Lately we’ve noticed an influx of homeowners using their toilets for more than just human waste. To help ensure your home’s plumbing runs smoothly and to save you money in plumbing repairs, we pulled together this list of 10 things that you must NEVER flush down your toilet:
- Baby Wipes, Wet Wipes, and even wipes marketed as “flushable” – “Flushable” baby and adult wipes are becoming more popular nowadays. However, they are increasingly causing clogs and backups in sewage throughout Maryland homes. Although some brands may say they are flushable, they are not made of materials that easily breakdown in sewer systems like toilet paper. Efforts are being made to revise these guidelines to show a noticeable “DO NOT FLUSH” symbol on all packaging. Wipes of any kind should be disposed of in a trash can instead.
- Paper towels and Tissues – While you may wish to save money and help the environment by using washable cloths and rags, paper towels and tissues are a staple in most households. Paper Towels and tissues also do not dissolve like toilet paper does. These items are best discarded in the trash rather than down the toilet.

* [THE PROBLEM]:
Reproduce verbatim the passage of the toilet-flushing guidance above that lies between "- Paper towels" and "down the toilet.", inclusive.

* [GIVEN INFORMATION]:

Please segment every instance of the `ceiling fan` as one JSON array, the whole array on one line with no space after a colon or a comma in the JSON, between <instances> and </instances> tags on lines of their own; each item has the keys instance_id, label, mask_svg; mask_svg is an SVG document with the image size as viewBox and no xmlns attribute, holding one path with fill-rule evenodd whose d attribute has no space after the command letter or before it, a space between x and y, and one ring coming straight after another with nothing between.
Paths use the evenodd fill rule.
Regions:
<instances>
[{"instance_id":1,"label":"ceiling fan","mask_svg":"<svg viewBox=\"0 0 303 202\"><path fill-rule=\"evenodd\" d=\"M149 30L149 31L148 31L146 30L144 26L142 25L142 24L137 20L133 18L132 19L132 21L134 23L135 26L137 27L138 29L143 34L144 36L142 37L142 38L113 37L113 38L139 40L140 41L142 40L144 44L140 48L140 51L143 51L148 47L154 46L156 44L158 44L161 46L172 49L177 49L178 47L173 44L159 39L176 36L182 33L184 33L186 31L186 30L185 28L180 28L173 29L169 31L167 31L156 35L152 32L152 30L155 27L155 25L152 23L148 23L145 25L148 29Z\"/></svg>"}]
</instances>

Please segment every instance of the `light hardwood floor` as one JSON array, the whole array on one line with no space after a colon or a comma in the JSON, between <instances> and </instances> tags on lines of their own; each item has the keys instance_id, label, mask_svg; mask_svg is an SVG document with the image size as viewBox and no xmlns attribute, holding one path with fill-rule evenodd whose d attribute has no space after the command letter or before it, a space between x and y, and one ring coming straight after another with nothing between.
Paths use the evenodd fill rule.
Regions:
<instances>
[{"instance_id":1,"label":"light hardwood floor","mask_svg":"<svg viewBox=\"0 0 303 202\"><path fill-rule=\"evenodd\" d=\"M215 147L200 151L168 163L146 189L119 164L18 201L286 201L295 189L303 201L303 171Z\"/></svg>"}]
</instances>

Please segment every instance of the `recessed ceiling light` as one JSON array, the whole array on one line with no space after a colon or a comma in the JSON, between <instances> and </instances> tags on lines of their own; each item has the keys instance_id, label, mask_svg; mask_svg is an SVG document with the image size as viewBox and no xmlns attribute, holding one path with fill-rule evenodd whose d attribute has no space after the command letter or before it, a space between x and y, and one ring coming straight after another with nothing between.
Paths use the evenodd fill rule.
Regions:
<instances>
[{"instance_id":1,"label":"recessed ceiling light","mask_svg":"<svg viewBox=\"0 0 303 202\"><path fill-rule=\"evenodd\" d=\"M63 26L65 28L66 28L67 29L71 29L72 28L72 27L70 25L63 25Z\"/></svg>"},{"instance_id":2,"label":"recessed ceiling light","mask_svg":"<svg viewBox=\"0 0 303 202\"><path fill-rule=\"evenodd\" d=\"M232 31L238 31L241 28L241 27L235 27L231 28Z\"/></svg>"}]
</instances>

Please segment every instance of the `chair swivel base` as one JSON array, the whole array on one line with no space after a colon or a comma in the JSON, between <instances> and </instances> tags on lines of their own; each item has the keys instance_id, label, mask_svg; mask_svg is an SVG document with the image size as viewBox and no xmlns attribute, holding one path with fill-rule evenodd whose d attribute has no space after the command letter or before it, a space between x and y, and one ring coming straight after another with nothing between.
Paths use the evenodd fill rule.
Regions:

* * *

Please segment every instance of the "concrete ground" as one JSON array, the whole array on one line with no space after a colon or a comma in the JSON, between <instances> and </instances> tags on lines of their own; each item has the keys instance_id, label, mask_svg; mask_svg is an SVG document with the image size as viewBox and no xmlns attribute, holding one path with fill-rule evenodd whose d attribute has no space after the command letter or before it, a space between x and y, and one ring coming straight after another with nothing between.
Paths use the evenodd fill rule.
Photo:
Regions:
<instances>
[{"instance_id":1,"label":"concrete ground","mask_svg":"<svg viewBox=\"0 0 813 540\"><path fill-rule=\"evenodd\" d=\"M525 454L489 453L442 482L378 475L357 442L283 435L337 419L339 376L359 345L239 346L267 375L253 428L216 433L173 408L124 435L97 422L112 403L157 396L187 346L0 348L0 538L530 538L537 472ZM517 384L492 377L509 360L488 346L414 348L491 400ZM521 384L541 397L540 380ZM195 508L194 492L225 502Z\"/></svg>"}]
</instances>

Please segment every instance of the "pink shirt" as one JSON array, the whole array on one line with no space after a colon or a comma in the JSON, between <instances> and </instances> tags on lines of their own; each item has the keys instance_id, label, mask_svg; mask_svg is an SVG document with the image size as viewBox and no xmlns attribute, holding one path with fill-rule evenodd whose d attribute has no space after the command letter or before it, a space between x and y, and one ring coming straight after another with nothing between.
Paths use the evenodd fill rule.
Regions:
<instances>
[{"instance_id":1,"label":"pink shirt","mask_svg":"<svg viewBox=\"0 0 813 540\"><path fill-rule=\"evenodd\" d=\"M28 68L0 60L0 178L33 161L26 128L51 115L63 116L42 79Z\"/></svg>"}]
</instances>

* [RESPONSE TO THIS EXERCISE]:
- Paper towels and Tissues – While you may wish to save money and help the environment by using washable cloths and rags, paper towels and tissues are a staple in most households. Paper Towels and tissues also do not dissolve like toilet paper does. These items are best discarded in the trash rather than down the toilet.